Directions: Scan the records for "handle" and copy each line that contains it.
--- Exercise materials Enclosed Below ---
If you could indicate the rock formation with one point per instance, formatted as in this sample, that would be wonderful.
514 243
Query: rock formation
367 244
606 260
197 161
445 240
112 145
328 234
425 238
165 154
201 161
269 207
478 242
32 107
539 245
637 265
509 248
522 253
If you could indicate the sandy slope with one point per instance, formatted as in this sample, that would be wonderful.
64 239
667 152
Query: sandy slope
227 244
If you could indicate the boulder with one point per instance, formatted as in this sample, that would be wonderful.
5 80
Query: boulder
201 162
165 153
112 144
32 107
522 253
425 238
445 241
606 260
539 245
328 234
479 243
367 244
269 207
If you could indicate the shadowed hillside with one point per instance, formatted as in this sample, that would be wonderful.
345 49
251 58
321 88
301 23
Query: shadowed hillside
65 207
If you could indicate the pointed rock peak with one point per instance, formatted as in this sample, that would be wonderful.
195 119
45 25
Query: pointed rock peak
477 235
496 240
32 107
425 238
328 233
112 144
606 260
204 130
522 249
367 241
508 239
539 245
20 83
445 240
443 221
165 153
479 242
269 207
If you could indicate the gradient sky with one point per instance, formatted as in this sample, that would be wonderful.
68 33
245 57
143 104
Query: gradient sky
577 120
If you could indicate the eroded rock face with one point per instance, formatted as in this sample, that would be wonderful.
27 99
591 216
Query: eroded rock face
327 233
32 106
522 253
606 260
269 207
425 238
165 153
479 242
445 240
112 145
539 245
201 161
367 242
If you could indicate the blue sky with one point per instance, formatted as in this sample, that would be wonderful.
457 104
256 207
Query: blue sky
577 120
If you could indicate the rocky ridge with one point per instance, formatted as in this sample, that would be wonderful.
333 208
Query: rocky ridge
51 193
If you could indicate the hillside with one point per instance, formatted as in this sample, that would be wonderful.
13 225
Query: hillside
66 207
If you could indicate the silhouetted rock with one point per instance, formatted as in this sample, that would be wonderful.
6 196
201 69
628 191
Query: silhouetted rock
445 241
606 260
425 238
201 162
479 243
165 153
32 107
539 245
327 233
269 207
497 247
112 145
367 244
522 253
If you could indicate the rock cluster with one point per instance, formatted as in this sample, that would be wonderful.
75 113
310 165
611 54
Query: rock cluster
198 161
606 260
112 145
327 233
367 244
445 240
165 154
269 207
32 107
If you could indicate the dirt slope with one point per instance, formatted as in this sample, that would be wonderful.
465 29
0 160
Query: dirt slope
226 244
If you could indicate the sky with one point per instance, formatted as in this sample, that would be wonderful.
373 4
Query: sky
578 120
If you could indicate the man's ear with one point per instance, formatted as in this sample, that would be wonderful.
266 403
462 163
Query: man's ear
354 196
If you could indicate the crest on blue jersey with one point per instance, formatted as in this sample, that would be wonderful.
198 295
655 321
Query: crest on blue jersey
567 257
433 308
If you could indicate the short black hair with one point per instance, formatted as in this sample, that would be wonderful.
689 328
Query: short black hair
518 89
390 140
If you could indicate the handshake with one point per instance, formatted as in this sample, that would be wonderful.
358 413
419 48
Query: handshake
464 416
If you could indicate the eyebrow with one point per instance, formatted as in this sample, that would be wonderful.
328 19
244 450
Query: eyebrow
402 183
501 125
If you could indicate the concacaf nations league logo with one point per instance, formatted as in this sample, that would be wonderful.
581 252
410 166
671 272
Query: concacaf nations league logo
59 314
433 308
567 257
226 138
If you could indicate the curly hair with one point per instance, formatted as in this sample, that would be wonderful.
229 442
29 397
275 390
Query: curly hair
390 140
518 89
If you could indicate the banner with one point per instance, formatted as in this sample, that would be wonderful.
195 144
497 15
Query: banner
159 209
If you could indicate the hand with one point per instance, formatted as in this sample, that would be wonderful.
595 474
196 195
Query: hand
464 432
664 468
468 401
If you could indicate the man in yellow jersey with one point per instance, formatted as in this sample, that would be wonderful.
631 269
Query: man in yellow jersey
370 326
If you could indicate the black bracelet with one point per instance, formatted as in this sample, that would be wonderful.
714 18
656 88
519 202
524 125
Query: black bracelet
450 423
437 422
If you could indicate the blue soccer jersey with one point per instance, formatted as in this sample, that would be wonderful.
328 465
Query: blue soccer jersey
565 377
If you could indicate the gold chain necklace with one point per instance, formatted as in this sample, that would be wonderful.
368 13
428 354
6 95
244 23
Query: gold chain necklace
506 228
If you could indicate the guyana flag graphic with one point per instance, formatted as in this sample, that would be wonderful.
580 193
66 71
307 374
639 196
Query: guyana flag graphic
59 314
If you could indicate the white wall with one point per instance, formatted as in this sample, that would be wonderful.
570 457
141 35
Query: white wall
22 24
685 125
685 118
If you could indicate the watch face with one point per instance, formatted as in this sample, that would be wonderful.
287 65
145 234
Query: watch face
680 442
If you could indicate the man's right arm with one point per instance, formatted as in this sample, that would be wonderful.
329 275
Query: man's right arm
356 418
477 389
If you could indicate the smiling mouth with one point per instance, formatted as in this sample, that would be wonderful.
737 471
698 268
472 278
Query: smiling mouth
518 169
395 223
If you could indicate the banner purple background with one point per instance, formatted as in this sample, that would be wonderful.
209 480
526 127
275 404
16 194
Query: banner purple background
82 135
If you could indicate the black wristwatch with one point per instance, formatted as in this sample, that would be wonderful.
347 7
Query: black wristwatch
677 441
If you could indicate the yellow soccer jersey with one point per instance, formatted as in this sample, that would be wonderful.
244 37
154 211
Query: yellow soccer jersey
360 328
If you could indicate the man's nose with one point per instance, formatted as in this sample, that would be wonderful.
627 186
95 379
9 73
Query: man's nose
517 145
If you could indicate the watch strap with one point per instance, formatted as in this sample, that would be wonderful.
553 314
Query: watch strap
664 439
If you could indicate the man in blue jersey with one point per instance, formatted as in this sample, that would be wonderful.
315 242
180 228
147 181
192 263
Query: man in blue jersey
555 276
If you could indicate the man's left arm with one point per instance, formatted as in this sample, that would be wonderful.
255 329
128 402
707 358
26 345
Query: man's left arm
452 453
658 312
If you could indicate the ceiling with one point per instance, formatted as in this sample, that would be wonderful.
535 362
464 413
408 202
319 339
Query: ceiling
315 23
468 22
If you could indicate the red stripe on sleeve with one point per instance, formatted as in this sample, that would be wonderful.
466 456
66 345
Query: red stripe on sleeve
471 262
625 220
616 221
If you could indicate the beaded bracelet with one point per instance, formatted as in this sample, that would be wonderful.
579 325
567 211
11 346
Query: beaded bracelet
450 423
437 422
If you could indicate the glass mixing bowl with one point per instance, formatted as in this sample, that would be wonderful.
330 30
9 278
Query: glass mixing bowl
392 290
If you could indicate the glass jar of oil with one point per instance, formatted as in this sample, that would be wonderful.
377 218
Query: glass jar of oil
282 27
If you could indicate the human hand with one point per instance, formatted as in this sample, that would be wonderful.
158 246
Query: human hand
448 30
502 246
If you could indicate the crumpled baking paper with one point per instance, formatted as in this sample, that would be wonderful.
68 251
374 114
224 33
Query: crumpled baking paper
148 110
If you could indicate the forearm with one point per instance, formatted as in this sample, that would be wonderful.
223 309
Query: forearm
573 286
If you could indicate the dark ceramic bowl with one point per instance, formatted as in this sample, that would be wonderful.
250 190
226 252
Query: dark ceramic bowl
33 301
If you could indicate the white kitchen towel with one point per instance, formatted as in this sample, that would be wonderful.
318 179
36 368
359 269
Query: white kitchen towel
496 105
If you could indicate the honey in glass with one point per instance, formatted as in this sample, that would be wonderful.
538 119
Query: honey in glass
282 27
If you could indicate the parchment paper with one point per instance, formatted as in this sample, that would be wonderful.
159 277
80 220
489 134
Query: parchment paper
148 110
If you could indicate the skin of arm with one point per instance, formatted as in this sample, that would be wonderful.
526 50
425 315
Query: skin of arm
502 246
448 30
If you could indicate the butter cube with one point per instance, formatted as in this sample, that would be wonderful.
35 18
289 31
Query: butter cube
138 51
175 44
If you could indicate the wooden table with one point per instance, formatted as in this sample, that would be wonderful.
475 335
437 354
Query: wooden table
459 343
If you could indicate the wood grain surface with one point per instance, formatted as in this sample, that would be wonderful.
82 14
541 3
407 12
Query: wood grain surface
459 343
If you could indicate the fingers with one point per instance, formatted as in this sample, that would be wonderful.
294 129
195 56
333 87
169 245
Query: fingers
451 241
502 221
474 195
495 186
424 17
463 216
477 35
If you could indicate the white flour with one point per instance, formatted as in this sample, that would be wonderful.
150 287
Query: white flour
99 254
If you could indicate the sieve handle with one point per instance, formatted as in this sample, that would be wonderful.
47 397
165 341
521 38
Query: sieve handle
--- End of Enclosed Exercise materials ---
Response area:
If you could indicate the sieve handle with one point per instance, formatted as in this sample, that would be wonderful.
Query: sieve handle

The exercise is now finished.